## The exercise
Below are records; reproduce exactly the lines from the one containing "find the banner with green" through the end, both included, and only those.

## Given entries
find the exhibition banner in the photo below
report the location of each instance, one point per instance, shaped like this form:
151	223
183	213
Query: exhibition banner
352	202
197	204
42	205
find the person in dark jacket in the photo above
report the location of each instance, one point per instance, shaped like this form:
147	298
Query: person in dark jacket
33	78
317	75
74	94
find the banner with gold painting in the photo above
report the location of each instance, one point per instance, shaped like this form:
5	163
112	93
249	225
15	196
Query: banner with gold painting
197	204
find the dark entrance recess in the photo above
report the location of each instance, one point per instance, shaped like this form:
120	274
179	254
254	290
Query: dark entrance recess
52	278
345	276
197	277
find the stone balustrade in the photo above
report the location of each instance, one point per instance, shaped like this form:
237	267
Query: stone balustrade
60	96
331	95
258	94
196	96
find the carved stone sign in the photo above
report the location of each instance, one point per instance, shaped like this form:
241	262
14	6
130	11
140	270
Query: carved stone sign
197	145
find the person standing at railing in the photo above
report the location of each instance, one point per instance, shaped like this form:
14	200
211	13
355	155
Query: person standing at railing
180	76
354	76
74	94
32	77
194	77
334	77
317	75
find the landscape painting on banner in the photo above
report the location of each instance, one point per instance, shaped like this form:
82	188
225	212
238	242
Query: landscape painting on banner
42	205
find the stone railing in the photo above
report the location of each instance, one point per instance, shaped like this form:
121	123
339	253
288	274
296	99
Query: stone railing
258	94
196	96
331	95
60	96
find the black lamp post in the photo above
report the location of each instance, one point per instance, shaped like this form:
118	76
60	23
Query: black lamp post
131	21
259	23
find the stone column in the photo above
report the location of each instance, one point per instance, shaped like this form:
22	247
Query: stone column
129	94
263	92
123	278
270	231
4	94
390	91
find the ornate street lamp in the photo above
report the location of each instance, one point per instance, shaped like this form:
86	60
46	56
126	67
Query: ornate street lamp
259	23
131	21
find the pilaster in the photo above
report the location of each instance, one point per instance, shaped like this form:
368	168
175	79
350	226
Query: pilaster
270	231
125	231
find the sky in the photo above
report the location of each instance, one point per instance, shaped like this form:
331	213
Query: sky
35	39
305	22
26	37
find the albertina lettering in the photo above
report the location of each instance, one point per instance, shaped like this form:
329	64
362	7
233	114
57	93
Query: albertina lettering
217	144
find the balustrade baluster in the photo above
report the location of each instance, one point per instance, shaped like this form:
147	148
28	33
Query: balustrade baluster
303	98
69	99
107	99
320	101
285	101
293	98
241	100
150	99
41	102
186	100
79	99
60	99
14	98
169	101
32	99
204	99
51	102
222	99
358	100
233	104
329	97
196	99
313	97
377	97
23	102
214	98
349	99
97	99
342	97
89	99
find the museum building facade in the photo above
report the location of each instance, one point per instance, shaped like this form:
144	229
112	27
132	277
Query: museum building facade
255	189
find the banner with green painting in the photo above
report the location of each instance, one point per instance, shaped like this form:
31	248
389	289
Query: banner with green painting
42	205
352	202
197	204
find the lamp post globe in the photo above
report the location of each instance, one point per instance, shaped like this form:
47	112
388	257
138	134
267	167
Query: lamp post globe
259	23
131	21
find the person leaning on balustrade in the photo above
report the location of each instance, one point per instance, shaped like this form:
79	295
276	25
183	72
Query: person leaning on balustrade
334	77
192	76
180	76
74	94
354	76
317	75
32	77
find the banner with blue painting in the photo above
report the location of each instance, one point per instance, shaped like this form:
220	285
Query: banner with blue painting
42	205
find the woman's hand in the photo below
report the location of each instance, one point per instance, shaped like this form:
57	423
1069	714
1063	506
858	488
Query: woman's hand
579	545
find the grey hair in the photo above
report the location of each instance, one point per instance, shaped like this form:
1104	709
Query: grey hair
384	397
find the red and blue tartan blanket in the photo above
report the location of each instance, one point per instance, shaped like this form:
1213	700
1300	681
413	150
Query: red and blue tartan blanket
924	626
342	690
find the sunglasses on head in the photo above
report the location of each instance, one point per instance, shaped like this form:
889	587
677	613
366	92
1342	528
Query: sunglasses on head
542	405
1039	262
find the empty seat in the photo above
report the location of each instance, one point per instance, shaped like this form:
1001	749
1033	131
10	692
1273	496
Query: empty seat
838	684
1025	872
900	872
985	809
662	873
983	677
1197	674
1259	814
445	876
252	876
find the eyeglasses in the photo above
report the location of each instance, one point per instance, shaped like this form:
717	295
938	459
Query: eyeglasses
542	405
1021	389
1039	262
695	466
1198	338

## Output
find the banner with green painting in the photo above
report the location of each instance, one point per instance, shaped like this form:
31	248
389	289
Query: banner with green painting
42	205
352	202
197	204
find the lamp post globe in the photo above
report the location of each instance, one point per instance, shaped like this form:
47	112
388	257
138	134
267	167
Query: lamp post globe
259	23
131	21
find the person leaning on balustrade in the photo above
report the location of each instance, one point per instance, shaped like this form:
79	295
276	25
183	72
Query: person leaning on balustrade
334	77
192	76
180	76
74	94
354	76
317	75
32	77
find the banner with blue painting in the photo above
report the location of each instance, one point per instance, shaped like this form:
220	285
Query: banner with blue painting
42	205
find the woman's hand in the photo below
report the location of each instance, one point per instance, shaped like this form:
57	423
1069	714
1063	506
858	488
Query: woman's hand
579	545
find the grey hair in the photo above
report the location of each instance, one point per instance, shaped like this form:
1104	709
Query: grey hair
384	397
find the red and blue tartan blanket in the photo above
report the location of each instance, one point per instance, shaped like this form:
1213	700
1300	681
413	150
Query: red and blue tartan blanket
924	626
342	690
find the sunglasses on head in the photo above
report the location of each instance, one point per instance, shaped like this form:
889	587
677	613
366	92
1342	528
Query: sunglasses on head
542	405
1039	262
find the empty seat in the photo above
report the location of each instance, one point per instance, shaped like this form:
1001	749
1033	131
10	692
1273	496
Query: empty seat
838	684
1025	872
900	872
985	809
662	873
983	677
1197	674
1259	814
445	876
252	876
find the eyeglasses in the photo above
report the location of each instance, one point per instance, shaped like this form:
717	295
938	459
Query: eyeglasses
542	405
1021	389
1039	262
695	466
1198	338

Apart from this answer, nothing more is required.